What you are asked to do:
Retype all the records with nothing changed.

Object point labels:
----
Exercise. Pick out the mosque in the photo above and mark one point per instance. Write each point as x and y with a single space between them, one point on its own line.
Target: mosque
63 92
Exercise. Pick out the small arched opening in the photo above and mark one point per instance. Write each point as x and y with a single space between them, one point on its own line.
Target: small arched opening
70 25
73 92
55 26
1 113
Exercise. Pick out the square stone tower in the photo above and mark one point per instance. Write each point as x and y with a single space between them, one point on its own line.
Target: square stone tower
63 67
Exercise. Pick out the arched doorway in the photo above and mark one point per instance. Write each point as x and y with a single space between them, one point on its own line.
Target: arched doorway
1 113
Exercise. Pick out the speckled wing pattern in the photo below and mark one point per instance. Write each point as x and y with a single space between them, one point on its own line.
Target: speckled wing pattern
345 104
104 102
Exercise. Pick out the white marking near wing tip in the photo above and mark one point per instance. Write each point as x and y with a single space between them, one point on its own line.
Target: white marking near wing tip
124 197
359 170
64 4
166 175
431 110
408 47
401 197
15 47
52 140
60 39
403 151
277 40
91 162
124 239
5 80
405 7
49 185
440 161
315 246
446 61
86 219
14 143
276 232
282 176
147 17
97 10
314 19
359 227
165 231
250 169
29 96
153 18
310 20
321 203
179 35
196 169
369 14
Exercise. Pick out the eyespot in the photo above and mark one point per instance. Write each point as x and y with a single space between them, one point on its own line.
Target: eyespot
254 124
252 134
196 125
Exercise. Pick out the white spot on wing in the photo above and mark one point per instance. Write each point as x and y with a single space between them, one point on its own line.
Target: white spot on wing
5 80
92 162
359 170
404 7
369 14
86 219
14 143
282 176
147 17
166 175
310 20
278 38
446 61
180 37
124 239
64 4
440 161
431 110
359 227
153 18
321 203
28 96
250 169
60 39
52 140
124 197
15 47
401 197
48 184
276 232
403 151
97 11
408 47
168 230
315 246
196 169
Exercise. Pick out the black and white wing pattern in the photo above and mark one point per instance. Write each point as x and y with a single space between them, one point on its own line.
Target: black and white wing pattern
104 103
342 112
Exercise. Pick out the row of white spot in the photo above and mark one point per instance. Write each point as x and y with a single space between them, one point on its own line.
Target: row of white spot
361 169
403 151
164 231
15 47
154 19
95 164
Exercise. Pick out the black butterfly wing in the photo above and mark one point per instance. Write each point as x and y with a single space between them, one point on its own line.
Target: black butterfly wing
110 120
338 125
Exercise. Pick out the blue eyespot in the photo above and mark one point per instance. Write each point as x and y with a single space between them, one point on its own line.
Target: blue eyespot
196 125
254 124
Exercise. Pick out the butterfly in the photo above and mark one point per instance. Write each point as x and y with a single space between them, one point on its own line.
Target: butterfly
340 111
----
Written solution:
Exercise. Pick out the mosque in the photo above and mark one point per instance. Write each point as x and y with a single space between them, one point on its own line.
Target: mosque
63 92
Exercise. Pick out the small arched opening in the photo above and mark one point per instance. Write each point as x and y with a single space between them, one point on its own line.
Target: small arched opening
70 25
73 92
55 26
1 113
Exercise. Pick out the square stone tower in the photo above and mark one point per instance. Write each point as x and y with a single space between them, one point on its own line.
Target: square stone tower
63 67
Exercise. Pick out the arched doorway in the photo above and mark one point per instance. Write each point as x and y with a single space between them, one point on its own line.
Target: arched doorway
1 113
Exercise. Pick out the speckled wing pattern in the photo below and mark one point per instance. Write each point as x and y with a single space between them, one point on its own line.
Target: speckled wing pattern
345 104
104 102
Exercise. Pick out the white marking near wing tip in the photo above and mark one point per instance. Write each point as x and y with a single space between them, one point on its own line.
Target: white marking near wing tip
124 197
359 170
64 4
166 175
431 110
408 47
401 197
15 47
52 140
60 39
403 151
277 40
91 162
124 239
5 80
405 7
49 185
440 161
315 246
446 61
86 219
14 143
276 232
282 176
147 17
97 10
314 19
359 227
165 231
250 169
29 96
153 18
310 20
321 203
179 35
196 169
369 14
Exercise. Pick out the eyespot in the photo above and mark one point per instance. Write each point as x and y with a single space between them, one point on its own line.
Target: eyespot
254 124
252 134
196 125
Exercise. Pick out the white spot on wing in the photo above and mark one point per instance. Write each point as x and y with a single space between them, one point on its own line.
Target: white spot on wing
5 80
92 162
359 170
404 7
369 14
86 219
14 143
282 176
147 17
166 175
310 20
278 38
446 61
180 37
124 239
64 4
440 161
431 110
359 227
153 18
321 203
28 96
250 169
60 39
52 140
124 197
15 47
401 197
48 184
276 232
403 151
97 11
408 47
168 230
315 246
196 169
Exercise. Pick out the black and white wing pattern in the photo above and mark one point per instance. Write each point as x and y with a single space between them, one point on its own line.
Target: black and white wing pattern
104 103
342 112
Exercise. Pick out the row of white spot in the photo above and mark one point per instance. Write each point as x and y with a single space between them, one point on its own line.
Target: row of white spot
361 169
403 151
164 231
15 47
154 19
95 164
Exercise. Pick out the black butterfly wing in the photo above and mark one point per instance. Write each point as x and y with a single space between them, one point on its own line.
Target: black butterfly wing
110 120
338 125
Exercise. Pick out the blue eyespot in the photo above and mark one point per instance. Write each point as x and y with a single space between them, one point on its own line.
Target: blue eyespot
196 125
254 124
Exercise. Pick out the butterfly in the photo above and mark one point per instance. Write each point as x and y with a single space between them, one point on its own line.
Target: butterfly
340 111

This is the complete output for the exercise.